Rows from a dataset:
---+---

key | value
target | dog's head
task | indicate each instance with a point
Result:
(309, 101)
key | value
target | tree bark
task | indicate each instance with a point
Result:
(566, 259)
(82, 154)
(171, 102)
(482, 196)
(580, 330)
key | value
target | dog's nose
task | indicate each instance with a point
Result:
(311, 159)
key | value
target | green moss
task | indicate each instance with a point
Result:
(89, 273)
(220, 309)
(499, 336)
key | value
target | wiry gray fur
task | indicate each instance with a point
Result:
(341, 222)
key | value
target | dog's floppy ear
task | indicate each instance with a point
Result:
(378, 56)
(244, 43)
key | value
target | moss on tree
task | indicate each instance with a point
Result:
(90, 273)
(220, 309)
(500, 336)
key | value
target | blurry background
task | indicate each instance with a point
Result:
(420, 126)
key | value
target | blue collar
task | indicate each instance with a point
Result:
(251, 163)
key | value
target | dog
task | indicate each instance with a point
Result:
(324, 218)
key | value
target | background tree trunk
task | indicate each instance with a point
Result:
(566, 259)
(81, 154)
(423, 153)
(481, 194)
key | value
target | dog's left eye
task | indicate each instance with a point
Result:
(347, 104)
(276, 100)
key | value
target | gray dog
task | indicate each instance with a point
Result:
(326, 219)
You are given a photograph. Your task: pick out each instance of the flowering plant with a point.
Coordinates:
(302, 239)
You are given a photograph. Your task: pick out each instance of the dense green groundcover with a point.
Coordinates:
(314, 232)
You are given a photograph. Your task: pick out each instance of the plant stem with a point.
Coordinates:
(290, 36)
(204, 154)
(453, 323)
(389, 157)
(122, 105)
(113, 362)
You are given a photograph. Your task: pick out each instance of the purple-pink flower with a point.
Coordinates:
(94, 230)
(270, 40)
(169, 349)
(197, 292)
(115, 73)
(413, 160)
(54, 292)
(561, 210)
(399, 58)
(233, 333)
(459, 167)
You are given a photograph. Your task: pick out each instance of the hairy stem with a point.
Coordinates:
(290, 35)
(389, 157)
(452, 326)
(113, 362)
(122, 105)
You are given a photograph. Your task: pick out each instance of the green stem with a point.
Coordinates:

---+---

Return every line of the data above without altering any of them.

Task result:
key | value
target | dog's head
task | indicate each instance with a point
Result:
(309, 101)
key | value
target | tree bark
task | indicate each instance with a point
Result:
(566, 259)
(82, 154)
(171, 102)
(482, 196)
(580, 330)
key | value
target | dog's nose
task | indicate each instance with a point
Result:
(311, 159)
key | value
target | green moss
task | indicate each instance with a point
Result:
(89, 273)
(220, 309)
(499, 336)
key | value
target | wiry gray fur
task | indicate each instance with a point
Result:
(341, 222)
key | value
target | dog's floppy ear
task | indicate each instance with a point
Result:
(378, 56)
(244, 43)
key | value
target | moss on tree
task | indicate each instance with a point
Result:
(90, 273)
(220, 309)
(500, 336)
key | value
target | blurry background
task | indicate each instance with a point
Result:
(420, 126)
key | value
target | blue collar
task | indicate each instance with a point
Result:
(251, 163)
key | value
target | dog
task | indicate each instance with a point
Result:
(324, 218)
key | value
target | background tree trunk
task | indicate each instance with a point
Result:
(566, 259)
(81, 154)
(423, 153)
(481, 194)
key | value
target | dog's left eye
task | indicate each instance with a point
Result:
(347, 104)
(276, 100)
key | value
target | gray dog
task | indicate each instance with a point
Result:
(326, 219)
You are given a photograph. Your task: pick out each instance of the flowering plant with a point.
Coordinates:
(302, 239)
You are given a photograph. Your task: pick out each instance of the dense green groundcover with a point.
Coordinates:
(314, 232)
You are given a photograph. Your task: pick out each instance of the plant stem with a point.
Coordinates:
(290, 36)
(204, 154)
(453, 323)
(389, 157)
(122, 105)
(113, 362)
You are given a photograph. Your task: pick out each instance of the purple-pink flower with a point.
Coordinates:
(94, 230)
(270, 40)
(169, 349)
(197, 292)
(115, 73)
(413, 160)
(54, 292)
(561, 210)
(399, 58)
(233, 333)
(459, 167)
You are given a photograph. Your task: pick out each instance of the hairy stem with a point.
Coordinates:
(290, 35)
(389, 157)
(452, 326)
(113, 362)
(122, 105)
You are given a photograph. Your task: pick out each instance of the green stem with a point.
Coordinates:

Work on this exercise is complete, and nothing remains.